EXTRACTED ENTRIES START
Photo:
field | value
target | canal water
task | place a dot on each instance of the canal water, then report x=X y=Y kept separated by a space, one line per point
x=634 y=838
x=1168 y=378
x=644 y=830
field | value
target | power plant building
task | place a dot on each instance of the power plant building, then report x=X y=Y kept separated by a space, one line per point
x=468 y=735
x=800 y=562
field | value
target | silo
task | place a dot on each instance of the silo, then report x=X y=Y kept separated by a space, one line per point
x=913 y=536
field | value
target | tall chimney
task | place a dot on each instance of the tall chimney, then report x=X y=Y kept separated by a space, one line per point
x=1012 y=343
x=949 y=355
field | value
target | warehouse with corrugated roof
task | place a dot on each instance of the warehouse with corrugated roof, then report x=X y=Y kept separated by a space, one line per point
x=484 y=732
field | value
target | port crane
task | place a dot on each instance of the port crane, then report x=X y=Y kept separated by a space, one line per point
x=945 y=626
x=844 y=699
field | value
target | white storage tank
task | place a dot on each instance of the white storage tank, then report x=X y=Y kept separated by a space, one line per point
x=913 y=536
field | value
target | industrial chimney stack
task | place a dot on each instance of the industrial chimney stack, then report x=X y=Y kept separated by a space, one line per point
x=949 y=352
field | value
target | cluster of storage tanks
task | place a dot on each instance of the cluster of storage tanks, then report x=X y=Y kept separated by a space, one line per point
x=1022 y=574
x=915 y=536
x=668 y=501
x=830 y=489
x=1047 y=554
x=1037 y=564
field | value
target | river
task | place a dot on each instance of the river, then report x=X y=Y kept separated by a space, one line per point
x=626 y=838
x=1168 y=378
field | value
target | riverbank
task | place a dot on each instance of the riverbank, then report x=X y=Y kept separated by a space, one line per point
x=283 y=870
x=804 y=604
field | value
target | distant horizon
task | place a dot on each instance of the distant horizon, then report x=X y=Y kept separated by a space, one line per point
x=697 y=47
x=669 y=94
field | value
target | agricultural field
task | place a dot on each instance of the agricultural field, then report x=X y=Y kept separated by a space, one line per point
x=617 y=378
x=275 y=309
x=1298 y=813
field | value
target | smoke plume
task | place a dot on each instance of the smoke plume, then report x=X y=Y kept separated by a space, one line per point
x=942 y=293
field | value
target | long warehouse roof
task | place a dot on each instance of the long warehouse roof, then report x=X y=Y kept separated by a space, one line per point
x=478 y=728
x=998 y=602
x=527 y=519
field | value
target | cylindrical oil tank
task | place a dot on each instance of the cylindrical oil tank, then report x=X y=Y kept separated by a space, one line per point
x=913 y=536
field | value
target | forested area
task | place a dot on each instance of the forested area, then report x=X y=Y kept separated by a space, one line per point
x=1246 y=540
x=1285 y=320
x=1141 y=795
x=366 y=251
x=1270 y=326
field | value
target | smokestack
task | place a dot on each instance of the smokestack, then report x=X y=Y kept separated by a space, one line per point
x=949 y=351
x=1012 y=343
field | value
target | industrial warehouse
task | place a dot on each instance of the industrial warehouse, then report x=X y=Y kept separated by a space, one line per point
EXTRACTED ENTRIES END
§ **EXERCISE DESCRIPTION**
Once more, write out the entries exactly as they were written.

§ **ANSWER SPACE**
Photo:
field | value
target | canal water
task | place a dot on each instance of the canal water, then report x=X y=Y kept separated by a space, one line per point
x=634 y=838
x=1168 y=378
x=644 y=830
field | value
target | power plant building
task | place a dot on each instance of the power plant building, then report x=X y=Y kept separated by a space, one line per point
x=468 y=735
x=800 y=562
field | value
target | silo
task | place a dot on each instance of the silo, then report x=X y=Y kept separated by a space, one line per point
x=913 y=536
field | value
target | tall chimney
task | place a dot on each instance of the tall chimney, then report x=X y=Y kept separated by a space, one line per point
x=1012 y=343
x=949 y=355
field | value
target | warehouse with corrugated roof
task | place a dot on each instance of the warehouse with corrugated roof, then report x=X y=Y kept separated by a space, one line per point
x=484 y=732
field | value
target | port crane
task | place a dot on each instance of the port crane, then report x=X y=Y kept separated by a space, one line per point
x=945 y=626
x=844 y=699
field | value
target | white storage tank
task | place a dot on each instance of the white storage tank, then report x=X y=Y kept separated by a space, one line per point
x=913 y=536
field | value
target | industrial chimney stack
task | place a dot on each instance of the industrial chimney stack, then report x=X y=Y kept separated by a space, one line per point
x=949 y=352
field | value
target | cluster of storage tanks
task | place a dot on each instance of the cluster of storage tanks, then report x=X y=Y kept separated by a space, one line per point
x=1022 y=574
x=915 y=536
x=668 y=501
x=830 y=489
x=1047 y=554
x=1037 y=564
field | value
target | river
task | place a dot on each instance of the river, then report x=X y=Y kept separated by a space, one line per point
x=626 y=838
x=1168 y=378
field | value
target | riverbank
task | place a dot on each instance of the riverbank, then report x=X y=Y kept separated by a space, one line per point
x=283 y=870
x=804 y=604
field | value
target | distant horizon
task | place a dot on each instance of the distant horizon, then report x=X y=Y kept separated by a space, one line per point
x=697 y=47
x=669 y=94
field | value
target | agricultural field
task | place a dot on each instance of the agricultural field, then report x=X y=Y kept separated by a space, one line per point
x=617 y=378
x=275 y=309
x=1298 y=813
field | value
target | smoke plume
task | place a dot on each instance of the smoke plume, then report x=X y=Y kept separated by a space, one line per point
x=942 y=293
field | value
target | long warehouse roof
task | place a dot on each instance of the long warehouse roof, then report x=X y=Y kept separated by a space, one line per point
x=478 y=728
x=998 y=602
x=527 y=519
field | value
target | cylindrical oil tank
task | place a dot on each instance of the cylindrical oil tank, then report x=X y=Y kept separated by a space, one line per point
x=913 y=536
field | value
target | forested area
task | place a dot on each instance of the forested area, then report x=X y=Y kept separated by a space, one line per point
x=1246 y=540
x=1285 y=320
x=1141 y=795
x=366 y=251
x=1270 y=326
field | value
target | smokestack
task | place a dot on each instance of the smokestack, then report x=X y=Y kept separated by a space, one line per point
x=949 y=351
x=1012 y=343
field | value
target | industrial warehouse
task | place a dot on each instance of the industrial warehouse, then report x=X y=Y kept separated by a space, one line per point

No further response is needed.